--- Task set ---
1. According to the interview on Mexico's pharmaceutical sector, what share of its sales does the pharmaceutical industry invest in R&D in Mexico?
2. Continue the interview on Mexico's pharmaceutical sector from its final sentence.

--- Text under study ---
Q: Are imports and exports balanced within the country?

A: The current market is very unbalanced for Mexico. We have to import many active pharmaceutical ingredients and there are little exports to Latin America. The exports market is growing with the PAHO recognition but there is still a lot of work to be done. We believe that the market for active principles will be balanced in three or four years and our sector will not be dependent on imports from other countries.

Q: Are there any opportunities for innovation in Mexico? Who should fund them?

A: Mexico has several opportunities for innovation on clinical research. President Enrique Peña Nieto has proposed to increase the investment in R&D to 1% of the GDP by 2018 but this target is unlikely to be achieved. We believe that investments on R&D should come from pharmaceutical companies in joint ventures with the government. The pharmaceutical industry invests about 3.7% of their sales in R&D in Mexico, a very different figure than that from the government.

Q: Companies that are just beginning their operations in Mexico often claim that it is very difficult to acquire financial support. Should CANIFARMA become involved?

A: When companies are just starting they may find difficulties to acquire funding, but this is slowly changing. Our recent recognition as a priority sector for the Mexican economy is opening doors. Right now we receive support from several institutions such as Nacional Financiera and the National Institute for Entrepreneurs (INADEM). Also Bancomext and ProMéxico provide financial support for exports and CONACYT funds research. We have  established mechanisms to facilitate the access to these funds for smaller companies by promoting meetings and providing mediation between them and financial institutions. We started this process in June 2013 with support from the government and have now a number of success stories with national and international companies.

[Point-per-instance localization data]
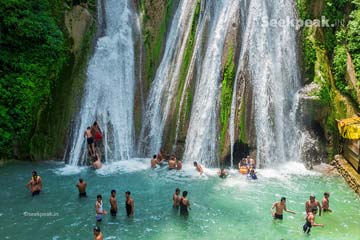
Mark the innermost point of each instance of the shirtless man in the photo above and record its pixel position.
(172, 163)
(113, 203)
(179, 165)
(96, 132)
(176, 199)
(160, 157)
(129, 204)
(280, 207)
(310, 221)
(90, 141)
(97, 162)
(99, 210)
(198, 168)
(97, 233)
(82, 187)
(35, 184)
(312, 204)
(153, 162)
(325, 203)
(184, 205)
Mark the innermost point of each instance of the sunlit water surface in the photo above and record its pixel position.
(232, 208)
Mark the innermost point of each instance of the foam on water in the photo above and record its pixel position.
(69, 170)
(125, 166)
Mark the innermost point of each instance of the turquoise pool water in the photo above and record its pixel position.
(232, 208)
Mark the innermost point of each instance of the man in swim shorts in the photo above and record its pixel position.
(312, 204)
(99, 210)
(280, 207)
(129, 204)
(97, 233)
(310, 221)
(113, 203)
(90, 141)
(176, 199)
(35, 184)
(82, 187)
(326, 203)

--- Answers given ---
1. About 3.7%.

2.
Q: Is pharmaceutical innovation too expensive for national pharmaceutical companies?

A: It may be expensive but there is funding and work with several institutions that carry out innovative research, through mechanisms such as the CANIFARMA R&D prize for universities, or the relationship of research institutes and scientists with different companies. The problem is that institutes and universities develop many interesting molecules that never reach the market. CANIFARMA is working to develop the linkage between research institutions and pharmaceutical industries. Another problem is the dependence of the public health sector on generic medications. IMSS and ISSSTE have the final say to determine the cost of medications. The advantage of generics is that they are safe and thus can be provided to a large number of patients at a more affordable cost. The public health sector, with its limited budget, is unwilling to fund innovation, even if it would be advantageous in the long term. This problem however, is not unique to Mexico, it is quite common of public health sectors all over the world.

Q: What is the public health sector’s main priority?

A: Right now, the public health sector is mainly interested in treating the main diseases that affect the Mexican population, such as diabetes and cardiovascular diseases. Since a large population of patients requires treatments for these diseases, there is not enough budget to treat other illnesses that affect smaller numbers of patients. Prevention programs to reduce this type of ailments are being implemented, but CANIFARMA is not involved in this process as this is a public health decision. These programs aim at reducing the cost of treatment by controlling the progress of the disease.

Q: There are predictions that in 2020 Mexico will become a manufacture center in Latin America. How close are we from that?

A: It’s a work in progress. We have to accelerate the growth of the pharmaceutical industry in order to achieve this goal. Our objectives are to increase governmental support for the development of innovative medicines, to improve negotiations with the companies that are affiliated to CANIFARMA, and to promote their growth. Our final objective is to increase the number of members in the chamber to 250, in the different sections.